• Your goal: Pick out each line in the entries below that contains the word "green" and copy it. Case counts.

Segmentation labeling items
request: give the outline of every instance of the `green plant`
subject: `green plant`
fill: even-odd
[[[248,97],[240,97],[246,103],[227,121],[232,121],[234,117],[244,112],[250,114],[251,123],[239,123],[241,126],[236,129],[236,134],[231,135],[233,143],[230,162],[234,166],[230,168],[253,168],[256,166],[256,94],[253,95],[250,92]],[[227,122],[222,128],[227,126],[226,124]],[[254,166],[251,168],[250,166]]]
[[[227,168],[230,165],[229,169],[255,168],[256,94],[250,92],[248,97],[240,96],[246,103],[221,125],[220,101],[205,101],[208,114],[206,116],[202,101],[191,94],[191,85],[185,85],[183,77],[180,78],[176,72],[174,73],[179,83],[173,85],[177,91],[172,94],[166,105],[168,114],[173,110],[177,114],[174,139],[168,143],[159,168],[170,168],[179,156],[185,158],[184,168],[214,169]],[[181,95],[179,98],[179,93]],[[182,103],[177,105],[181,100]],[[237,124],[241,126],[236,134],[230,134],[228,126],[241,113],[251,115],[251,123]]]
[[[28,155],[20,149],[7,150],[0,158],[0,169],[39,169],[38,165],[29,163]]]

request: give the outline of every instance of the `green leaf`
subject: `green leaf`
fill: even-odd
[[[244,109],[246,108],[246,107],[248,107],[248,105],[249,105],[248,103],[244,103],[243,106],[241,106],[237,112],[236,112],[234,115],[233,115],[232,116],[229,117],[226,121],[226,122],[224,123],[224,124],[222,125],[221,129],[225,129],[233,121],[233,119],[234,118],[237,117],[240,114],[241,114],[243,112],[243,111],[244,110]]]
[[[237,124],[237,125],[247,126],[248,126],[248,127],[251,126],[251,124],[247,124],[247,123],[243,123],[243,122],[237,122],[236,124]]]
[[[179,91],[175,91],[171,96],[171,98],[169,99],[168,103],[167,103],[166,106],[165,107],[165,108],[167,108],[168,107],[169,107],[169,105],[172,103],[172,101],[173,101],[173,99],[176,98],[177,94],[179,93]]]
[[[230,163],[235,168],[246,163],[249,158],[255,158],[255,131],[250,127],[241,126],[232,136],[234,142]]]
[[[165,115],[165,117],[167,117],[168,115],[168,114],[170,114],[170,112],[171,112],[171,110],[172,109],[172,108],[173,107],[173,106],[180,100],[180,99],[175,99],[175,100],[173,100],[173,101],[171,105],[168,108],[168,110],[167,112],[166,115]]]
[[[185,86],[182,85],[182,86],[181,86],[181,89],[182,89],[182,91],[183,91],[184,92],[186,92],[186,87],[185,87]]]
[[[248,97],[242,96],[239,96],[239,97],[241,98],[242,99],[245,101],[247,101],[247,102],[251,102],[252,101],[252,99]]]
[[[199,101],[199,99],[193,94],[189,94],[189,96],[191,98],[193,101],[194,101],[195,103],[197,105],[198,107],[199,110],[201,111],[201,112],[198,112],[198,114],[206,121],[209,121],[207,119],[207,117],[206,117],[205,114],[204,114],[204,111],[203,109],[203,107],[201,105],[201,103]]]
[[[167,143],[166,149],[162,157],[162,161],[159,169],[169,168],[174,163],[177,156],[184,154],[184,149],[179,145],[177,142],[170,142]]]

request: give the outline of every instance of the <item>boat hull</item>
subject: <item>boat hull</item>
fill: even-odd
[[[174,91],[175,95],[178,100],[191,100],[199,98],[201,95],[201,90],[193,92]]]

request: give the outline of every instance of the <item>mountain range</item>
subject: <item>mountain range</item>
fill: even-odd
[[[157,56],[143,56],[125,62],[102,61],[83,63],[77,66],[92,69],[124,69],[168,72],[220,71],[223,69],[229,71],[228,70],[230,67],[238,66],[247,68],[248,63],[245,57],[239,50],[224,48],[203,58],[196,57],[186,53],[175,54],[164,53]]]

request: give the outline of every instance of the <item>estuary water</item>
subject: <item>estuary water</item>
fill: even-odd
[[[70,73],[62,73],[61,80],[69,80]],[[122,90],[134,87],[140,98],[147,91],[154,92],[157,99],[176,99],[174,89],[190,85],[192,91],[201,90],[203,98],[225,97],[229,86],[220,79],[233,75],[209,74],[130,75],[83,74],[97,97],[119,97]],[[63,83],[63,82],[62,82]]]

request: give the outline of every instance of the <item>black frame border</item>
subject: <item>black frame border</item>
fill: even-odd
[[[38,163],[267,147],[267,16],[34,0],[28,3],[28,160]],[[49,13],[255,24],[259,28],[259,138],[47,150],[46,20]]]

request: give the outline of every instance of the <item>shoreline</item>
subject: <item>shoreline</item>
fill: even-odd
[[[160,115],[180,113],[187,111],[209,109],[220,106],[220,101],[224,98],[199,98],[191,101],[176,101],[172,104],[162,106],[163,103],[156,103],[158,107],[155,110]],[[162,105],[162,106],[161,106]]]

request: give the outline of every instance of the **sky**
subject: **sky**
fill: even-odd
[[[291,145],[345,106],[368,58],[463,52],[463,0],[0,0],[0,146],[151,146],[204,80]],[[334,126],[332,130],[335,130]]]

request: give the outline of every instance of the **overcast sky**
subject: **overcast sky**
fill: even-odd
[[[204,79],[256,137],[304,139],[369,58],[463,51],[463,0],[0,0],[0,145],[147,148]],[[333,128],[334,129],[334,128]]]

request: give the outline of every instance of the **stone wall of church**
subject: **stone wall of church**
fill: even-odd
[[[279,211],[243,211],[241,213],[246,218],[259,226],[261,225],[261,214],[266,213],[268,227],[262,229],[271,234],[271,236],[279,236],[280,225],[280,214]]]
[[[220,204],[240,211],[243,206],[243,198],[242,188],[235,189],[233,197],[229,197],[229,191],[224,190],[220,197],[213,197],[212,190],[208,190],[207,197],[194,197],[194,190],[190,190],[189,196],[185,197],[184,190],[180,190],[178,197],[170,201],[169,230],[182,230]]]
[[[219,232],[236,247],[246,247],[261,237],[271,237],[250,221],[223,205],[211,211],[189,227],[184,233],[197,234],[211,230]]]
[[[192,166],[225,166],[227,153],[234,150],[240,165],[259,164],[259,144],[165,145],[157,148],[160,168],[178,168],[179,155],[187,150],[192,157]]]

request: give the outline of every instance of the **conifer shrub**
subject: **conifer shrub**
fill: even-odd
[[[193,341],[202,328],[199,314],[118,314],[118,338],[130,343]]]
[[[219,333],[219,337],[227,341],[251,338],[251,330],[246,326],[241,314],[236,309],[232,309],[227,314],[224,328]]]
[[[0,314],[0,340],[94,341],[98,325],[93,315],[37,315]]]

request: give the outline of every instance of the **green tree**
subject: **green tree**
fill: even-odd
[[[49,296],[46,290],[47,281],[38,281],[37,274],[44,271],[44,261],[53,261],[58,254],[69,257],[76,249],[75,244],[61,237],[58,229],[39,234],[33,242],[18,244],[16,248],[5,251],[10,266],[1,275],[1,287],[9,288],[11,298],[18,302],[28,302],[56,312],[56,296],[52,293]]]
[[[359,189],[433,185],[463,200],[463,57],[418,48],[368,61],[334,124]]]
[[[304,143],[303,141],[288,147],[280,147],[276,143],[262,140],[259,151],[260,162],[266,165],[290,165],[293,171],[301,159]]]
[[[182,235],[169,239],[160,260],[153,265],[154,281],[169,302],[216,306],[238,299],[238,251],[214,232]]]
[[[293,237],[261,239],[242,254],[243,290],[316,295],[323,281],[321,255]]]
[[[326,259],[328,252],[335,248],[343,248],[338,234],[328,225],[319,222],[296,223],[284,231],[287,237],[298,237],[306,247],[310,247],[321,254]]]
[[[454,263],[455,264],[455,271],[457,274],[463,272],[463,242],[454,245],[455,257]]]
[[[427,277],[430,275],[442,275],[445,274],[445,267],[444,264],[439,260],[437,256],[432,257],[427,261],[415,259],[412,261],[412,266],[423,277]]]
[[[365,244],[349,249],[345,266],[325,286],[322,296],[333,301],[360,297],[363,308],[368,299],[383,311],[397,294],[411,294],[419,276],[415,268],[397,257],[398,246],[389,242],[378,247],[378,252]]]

• Reply to the task:
request: give the outline of every instance of the `green plant`
subject: `green plant`
request: give the outline of every instance of the `green leaf`
subject: `green leaf`
request: give the outline of every instance of the **green tree**
subject: **green tree**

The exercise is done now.